Exercise directions: Count the lines of the items below that contain the string "positive", treating uppercase and lowercase as different, and give only the number.
|---|
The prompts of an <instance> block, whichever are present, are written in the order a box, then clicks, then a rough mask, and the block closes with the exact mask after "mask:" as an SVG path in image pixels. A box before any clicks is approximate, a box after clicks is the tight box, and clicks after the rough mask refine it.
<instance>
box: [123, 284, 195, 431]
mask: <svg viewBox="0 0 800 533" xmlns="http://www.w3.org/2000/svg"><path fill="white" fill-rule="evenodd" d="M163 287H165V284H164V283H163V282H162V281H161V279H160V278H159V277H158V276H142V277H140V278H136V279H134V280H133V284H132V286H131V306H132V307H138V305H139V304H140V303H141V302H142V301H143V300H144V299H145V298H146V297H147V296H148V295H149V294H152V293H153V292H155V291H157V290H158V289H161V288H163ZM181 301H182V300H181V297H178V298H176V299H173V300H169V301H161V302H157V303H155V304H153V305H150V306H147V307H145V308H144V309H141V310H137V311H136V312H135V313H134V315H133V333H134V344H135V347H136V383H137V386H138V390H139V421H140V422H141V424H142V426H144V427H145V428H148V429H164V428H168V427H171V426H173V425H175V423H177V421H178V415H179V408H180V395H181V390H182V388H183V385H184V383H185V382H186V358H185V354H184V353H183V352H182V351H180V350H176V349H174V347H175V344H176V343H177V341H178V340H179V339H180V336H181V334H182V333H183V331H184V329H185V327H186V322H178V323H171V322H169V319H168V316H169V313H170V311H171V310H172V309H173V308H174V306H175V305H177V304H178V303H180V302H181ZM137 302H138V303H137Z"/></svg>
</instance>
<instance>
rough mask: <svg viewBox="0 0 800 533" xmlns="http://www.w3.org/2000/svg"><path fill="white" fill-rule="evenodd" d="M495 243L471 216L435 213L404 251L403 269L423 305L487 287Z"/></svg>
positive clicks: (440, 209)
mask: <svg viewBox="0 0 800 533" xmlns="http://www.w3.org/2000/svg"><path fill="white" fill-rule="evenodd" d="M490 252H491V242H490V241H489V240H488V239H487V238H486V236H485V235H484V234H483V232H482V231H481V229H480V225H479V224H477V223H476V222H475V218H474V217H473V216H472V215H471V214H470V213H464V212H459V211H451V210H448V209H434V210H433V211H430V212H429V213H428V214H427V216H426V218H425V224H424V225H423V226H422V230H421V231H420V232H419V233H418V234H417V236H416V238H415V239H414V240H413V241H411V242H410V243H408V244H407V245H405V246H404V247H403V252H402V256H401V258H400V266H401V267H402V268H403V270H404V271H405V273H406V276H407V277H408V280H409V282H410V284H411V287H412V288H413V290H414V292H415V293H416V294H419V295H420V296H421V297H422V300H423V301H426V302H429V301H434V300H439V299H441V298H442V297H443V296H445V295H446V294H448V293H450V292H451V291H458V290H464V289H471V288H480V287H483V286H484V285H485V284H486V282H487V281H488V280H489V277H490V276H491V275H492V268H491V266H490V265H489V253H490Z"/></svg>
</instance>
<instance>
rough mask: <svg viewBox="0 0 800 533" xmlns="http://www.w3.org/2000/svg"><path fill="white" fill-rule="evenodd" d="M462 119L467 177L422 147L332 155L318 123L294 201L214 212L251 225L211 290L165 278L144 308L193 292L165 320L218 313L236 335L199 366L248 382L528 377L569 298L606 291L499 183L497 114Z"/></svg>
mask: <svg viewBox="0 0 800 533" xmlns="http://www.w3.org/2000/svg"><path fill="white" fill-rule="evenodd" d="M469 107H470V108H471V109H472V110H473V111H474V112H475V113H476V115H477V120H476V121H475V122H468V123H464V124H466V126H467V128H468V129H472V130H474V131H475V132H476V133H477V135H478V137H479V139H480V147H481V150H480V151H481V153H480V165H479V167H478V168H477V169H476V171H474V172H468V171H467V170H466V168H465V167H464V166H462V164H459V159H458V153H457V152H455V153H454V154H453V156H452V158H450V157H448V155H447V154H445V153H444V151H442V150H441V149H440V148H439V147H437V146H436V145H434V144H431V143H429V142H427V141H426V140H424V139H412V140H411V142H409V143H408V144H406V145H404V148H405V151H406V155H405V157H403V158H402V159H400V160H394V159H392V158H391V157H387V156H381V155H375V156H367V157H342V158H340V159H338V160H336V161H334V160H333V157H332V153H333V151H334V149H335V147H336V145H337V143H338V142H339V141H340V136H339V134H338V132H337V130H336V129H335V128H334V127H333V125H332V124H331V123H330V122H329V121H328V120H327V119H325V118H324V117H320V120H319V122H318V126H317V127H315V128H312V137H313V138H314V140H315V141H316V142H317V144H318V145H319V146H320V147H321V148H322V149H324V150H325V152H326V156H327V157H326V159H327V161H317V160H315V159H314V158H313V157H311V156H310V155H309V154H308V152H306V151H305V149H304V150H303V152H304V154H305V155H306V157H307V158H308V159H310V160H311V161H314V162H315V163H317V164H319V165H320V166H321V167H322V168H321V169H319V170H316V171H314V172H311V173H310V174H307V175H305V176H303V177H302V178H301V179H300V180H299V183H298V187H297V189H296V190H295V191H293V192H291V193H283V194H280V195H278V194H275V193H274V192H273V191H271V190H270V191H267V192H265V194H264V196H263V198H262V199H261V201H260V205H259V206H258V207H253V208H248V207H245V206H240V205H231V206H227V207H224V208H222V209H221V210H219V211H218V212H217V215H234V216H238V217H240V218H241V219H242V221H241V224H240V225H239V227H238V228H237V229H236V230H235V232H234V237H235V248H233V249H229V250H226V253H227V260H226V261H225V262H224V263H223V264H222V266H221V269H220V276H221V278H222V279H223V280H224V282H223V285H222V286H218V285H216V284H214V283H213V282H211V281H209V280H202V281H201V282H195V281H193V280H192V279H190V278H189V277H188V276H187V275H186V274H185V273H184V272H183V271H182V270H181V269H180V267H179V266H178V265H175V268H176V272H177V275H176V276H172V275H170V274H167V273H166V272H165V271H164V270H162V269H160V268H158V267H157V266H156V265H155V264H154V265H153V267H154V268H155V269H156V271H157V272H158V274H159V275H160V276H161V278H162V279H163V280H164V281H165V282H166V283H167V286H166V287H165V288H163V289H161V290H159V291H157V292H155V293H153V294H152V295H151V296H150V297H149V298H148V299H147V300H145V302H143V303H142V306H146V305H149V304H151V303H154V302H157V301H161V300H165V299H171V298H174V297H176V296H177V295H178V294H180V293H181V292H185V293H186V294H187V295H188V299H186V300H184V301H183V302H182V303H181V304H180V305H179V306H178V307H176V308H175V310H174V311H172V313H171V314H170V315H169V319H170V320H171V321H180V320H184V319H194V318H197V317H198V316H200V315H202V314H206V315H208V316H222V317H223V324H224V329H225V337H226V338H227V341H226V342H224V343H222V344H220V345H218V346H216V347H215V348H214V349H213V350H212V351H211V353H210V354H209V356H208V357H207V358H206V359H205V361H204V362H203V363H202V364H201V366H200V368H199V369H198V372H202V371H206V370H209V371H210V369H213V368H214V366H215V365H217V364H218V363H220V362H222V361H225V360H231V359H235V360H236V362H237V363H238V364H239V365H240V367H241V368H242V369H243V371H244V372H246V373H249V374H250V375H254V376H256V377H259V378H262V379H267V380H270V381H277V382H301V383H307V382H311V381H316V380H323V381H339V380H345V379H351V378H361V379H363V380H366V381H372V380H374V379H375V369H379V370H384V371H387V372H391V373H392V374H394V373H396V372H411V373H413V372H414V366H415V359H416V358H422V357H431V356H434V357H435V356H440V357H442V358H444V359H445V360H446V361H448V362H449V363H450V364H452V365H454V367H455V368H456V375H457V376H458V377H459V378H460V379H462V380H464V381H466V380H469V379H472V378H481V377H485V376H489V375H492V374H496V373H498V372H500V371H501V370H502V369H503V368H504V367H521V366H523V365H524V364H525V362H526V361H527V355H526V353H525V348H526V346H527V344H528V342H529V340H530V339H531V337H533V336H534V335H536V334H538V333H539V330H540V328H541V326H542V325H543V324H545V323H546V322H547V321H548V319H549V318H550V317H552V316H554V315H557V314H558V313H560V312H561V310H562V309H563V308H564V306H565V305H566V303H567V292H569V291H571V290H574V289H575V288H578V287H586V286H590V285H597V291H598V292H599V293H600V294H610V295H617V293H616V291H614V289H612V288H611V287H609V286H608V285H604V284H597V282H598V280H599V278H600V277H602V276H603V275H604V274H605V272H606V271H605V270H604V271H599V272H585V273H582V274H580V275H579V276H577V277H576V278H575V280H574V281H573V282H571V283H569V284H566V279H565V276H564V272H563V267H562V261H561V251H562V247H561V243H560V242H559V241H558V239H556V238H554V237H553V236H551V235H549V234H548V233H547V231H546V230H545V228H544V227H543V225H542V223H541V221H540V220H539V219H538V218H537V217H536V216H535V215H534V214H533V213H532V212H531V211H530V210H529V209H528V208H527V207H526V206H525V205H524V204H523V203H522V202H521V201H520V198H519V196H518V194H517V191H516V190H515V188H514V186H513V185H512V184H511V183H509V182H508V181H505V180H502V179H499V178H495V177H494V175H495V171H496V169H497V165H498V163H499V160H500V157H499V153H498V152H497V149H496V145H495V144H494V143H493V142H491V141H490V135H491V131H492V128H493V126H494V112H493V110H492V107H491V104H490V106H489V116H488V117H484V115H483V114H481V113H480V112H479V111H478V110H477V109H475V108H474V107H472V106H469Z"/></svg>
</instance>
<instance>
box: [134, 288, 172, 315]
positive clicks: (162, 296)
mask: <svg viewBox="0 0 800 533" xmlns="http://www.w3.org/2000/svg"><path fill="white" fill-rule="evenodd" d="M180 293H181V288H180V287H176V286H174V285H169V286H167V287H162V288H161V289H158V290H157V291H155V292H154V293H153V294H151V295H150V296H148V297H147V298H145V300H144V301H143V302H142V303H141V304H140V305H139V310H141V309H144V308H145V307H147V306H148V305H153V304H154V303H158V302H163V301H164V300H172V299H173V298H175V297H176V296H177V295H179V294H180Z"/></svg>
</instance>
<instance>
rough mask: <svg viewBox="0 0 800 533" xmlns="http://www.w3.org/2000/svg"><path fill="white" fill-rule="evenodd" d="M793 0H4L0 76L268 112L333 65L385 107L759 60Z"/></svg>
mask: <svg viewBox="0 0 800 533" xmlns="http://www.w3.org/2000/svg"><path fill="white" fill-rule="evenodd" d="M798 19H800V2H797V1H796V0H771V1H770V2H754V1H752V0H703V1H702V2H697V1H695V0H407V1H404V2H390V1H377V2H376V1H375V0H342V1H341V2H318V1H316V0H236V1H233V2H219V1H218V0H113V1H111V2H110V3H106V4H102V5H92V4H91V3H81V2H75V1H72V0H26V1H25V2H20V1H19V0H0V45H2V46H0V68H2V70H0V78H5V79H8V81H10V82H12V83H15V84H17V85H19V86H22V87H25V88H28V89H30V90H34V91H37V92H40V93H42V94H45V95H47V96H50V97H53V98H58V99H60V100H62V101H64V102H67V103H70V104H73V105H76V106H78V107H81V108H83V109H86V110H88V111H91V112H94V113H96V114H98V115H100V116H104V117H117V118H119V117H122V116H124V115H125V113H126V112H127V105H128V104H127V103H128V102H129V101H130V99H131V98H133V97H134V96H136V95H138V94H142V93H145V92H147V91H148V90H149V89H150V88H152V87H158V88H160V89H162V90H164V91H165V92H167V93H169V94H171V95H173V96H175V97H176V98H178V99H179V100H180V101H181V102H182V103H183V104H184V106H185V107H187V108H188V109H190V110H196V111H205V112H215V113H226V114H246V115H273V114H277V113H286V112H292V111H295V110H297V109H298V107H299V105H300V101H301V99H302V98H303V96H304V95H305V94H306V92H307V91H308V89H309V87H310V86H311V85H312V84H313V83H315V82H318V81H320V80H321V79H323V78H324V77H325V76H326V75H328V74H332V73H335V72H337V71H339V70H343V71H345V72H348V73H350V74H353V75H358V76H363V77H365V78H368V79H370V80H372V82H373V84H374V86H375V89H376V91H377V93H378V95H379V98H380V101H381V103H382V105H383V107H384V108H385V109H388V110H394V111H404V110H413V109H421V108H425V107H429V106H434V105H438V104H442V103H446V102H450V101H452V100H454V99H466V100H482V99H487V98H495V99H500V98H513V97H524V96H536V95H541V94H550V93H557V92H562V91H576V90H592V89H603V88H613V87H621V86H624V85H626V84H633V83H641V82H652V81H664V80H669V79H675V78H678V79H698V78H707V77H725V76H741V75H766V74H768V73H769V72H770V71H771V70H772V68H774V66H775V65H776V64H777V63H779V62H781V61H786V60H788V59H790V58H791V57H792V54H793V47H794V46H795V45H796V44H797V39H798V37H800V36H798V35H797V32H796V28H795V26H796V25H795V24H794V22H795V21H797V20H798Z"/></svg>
|---|
Answer box: 2